==== Dataset rows ====
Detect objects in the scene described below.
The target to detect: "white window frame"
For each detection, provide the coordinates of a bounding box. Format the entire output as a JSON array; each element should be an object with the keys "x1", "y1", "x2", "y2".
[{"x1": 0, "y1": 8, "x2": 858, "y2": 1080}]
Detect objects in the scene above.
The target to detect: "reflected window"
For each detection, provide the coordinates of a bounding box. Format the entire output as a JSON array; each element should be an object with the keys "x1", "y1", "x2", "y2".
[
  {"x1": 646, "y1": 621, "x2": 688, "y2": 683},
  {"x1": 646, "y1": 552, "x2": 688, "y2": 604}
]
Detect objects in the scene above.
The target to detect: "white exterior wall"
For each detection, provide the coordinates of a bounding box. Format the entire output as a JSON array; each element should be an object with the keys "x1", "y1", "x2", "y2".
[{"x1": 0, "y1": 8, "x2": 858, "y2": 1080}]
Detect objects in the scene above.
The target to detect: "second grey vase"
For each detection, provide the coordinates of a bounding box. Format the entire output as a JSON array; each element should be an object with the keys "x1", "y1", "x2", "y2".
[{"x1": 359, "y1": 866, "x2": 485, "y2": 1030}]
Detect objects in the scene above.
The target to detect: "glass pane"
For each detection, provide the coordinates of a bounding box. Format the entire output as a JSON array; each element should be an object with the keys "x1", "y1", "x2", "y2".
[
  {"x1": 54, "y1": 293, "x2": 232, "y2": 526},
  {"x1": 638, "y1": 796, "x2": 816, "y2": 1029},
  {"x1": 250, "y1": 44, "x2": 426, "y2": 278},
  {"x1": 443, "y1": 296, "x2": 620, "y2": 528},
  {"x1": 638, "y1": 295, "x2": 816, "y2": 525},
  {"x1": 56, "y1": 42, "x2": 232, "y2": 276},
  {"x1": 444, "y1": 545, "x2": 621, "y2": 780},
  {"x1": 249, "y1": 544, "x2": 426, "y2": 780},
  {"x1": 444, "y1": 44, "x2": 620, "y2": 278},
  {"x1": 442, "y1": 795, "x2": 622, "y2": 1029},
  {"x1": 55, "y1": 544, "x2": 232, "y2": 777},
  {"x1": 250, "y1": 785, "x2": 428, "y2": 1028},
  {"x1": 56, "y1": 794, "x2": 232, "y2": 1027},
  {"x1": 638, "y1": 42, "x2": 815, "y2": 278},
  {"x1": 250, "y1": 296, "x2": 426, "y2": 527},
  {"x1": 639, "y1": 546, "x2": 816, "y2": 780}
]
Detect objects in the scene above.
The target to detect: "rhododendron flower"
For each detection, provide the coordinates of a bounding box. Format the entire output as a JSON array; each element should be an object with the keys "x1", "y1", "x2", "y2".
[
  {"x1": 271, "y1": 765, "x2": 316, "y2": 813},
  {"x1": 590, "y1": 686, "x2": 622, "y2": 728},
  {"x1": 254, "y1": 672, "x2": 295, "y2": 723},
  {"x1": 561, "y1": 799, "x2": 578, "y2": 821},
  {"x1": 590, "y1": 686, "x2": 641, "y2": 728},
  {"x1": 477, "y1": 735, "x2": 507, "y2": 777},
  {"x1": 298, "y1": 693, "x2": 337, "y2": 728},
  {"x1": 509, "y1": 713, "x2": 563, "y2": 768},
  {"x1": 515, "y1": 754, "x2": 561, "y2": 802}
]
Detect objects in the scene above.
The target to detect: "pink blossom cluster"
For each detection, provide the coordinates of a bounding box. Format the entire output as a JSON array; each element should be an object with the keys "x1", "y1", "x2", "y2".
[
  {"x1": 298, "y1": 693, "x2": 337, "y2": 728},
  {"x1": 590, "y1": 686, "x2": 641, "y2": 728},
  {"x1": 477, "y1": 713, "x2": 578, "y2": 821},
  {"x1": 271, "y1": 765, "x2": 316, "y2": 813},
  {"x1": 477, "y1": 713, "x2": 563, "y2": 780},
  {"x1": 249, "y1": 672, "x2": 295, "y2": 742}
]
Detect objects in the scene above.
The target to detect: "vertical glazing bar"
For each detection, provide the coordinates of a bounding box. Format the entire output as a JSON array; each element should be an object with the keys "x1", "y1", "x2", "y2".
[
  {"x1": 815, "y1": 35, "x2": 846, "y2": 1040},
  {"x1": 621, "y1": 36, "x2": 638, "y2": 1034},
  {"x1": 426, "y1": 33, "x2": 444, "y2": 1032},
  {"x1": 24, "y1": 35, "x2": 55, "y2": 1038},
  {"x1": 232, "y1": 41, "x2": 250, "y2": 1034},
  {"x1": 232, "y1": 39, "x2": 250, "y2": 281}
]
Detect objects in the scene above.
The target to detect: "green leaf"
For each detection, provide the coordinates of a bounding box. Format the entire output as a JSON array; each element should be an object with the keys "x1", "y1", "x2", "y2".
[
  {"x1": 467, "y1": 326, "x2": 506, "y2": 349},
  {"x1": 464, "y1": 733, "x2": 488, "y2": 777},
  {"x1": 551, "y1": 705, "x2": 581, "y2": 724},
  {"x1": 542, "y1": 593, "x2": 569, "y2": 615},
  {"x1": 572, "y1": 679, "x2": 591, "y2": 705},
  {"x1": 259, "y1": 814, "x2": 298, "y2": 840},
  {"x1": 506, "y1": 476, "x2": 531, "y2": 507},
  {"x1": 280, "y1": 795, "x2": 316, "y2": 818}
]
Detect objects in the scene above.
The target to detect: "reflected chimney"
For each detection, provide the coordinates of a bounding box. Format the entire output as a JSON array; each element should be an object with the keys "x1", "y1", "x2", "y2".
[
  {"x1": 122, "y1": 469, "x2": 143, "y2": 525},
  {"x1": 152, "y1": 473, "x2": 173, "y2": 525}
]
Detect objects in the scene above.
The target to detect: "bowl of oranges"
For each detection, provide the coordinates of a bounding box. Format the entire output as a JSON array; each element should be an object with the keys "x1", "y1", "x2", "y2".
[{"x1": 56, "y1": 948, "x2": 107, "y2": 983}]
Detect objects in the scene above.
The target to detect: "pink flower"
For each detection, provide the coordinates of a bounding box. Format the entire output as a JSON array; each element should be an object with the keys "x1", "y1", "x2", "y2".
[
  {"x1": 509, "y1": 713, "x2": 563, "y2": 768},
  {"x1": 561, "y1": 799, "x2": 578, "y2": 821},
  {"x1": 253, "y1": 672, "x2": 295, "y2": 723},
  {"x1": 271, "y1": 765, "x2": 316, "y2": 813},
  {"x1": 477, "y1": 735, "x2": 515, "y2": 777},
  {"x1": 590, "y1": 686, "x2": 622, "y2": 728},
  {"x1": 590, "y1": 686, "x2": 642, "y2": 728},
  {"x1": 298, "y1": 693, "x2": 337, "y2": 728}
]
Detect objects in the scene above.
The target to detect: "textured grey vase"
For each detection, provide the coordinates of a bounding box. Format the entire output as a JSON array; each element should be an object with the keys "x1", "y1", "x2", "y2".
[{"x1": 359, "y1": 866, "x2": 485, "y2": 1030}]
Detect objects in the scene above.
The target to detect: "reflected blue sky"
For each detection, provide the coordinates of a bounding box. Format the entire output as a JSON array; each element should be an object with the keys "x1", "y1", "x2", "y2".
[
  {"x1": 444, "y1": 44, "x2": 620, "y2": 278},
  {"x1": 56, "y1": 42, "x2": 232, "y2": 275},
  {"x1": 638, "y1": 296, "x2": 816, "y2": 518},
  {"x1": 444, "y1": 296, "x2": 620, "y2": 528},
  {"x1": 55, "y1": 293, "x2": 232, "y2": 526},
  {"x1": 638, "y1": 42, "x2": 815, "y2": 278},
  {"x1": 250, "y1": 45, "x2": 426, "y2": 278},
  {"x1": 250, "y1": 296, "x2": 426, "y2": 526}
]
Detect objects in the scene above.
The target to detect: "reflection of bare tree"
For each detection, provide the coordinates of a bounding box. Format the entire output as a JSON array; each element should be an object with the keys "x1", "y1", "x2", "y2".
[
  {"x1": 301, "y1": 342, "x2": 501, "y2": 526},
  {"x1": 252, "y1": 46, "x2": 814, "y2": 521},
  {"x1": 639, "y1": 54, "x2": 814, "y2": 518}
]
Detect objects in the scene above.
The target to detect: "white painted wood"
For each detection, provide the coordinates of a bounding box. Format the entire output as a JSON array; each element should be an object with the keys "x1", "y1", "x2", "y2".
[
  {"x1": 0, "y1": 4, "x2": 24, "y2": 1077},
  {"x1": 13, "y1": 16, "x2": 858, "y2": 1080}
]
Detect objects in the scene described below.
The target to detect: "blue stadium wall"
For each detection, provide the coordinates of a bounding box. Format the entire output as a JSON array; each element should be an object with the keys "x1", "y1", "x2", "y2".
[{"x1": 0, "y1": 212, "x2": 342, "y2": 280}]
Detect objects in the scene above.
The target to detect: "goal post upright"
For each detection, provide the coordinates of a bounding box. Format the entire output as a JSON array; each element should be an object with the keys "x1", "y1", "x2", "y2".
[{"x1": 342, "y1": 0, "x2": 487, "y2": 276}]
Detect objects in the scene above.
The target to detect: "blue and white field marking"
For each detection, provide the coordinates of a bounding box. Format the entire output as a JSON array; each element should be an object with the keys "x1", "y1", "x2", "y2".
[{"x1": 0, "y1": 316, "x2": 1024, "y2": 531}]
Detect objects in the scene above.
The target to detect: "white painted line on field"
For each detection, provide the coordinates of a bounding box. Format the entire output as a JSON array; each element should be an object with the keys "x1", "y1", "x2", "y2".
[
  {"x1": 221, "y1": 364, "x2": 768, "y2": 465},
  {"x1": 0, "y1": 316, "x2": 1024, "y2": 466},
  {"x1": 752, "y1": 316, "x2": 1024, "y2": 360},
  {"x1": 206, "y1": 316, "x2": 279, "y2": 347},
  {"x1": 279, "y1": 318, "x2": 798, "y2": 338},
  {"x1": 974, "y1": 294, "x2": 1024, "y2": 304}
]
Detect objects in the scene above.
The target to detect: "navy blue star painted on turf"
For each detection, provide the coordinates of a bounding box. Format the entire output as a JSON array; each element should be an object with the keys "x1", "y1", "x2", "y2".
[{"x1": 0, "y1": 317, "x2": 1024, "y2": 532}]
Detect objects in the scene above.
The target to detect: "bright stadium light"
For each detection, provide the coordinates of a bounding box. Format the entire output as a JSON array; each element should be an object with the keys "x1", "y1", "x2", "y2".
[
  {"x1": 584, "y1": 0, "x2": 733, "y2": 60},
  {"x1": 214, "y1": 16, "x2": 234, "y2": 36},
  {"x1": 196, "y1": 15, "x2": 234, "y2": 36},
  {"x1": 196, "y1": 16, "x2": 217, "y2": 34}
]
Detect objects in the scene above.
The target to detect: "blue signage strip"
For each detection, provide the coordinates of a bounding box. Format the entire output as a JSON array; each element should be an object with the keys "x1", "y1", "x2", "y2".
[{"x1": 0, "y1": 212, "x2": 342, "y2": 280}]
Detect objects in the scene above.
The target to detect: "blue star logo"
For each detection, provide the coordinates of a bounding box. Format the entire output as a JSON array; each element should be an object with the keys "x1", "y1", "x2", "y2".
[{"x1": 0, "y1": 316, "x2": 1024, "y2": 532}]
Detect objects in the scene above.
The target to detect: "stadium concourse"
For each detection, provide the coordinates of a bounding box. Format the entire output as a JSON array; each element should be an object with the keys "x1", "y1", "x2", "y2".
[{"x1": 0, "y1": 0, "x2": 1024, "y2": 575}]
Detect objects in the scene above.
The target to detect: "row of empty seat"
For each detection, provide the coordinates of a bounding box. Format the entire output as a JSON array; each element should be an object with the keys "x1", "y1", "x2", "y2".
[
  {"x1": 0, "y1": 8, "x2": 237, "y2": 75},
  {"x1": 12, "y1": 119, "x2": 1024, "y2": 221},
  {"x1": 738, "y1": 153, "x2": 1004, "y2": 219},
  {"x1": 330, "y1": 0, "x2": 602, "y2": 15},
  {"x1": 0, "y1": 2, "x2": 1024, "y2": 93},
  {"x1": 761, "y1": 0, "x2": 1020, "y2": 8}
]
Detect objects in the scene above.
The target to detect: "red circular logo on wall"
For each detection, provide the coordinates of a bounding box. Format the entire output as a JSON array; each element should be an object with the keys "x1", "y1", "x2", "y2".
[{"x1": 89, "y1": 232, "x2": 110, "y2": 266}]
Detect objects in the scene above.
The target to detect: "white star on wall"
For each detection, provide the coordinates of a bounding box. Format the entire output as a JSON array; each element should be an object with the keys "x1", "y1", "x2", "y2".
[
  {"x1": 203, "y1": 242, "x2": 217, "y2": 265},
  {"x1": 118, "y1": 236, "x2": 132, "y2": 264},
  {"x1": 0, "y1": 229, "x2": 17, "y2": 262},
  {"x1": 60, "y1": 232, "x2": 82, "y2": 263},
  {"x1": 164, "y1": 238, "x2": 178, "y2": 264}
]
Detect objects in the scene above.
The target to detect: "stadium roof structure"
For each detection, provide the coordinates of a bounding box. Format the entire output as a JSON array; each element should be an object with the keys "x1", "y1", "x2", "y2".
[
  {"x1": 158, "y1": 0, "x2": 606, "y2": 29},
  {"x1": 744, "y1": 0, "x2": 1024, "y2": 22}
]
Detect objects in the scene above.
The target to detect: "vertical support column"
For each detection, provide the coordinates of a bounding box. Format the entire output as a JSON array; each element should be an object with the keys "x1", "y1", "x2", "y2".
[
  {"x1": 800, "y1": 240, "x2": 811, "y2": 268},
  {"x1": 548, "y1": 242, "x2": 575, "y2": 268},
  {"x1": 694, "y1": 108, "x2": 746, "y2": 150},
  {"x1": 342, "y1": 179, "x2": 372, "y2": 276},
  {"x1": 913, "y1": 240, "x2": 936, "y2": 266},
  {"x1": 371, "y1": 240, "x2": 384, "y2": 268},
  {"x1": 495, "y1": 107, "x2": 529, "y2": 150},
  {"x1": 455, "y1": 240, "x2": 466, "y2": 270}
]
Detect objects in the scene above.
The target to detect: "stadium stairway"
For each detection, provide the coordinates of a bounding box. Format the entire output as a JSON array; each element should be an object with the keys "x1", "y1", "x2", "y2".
====
**Exercise:**
Gather every line of the records that contains the string "vertical", and copy each one.

**Task result:**
The target to detect: "vertical glazing bar"
The target to detect: "vertical support column"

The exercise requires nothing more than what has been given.